▸ Goal: Copy each of the following records verbatim, line by line.

▸ Input rows:
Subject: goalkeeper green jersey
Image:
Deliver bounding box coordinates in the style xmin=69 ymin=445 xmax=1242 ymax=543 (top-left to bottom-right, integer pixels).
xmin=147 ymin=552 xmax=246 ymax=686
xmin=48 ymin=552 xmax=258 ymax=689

▸ Final result:
Subject: goalkeeper green jersey
Image:
Deliver bounding box coordinates in the style xmin=69 ymin=445 xmax=1242 ymax=543 (top-left to bottom-right, integer pixels).
xmin=147 ymin=552 xmax=246 ymax=686
xmin=48 ymin=552 xmax=258 ymax=689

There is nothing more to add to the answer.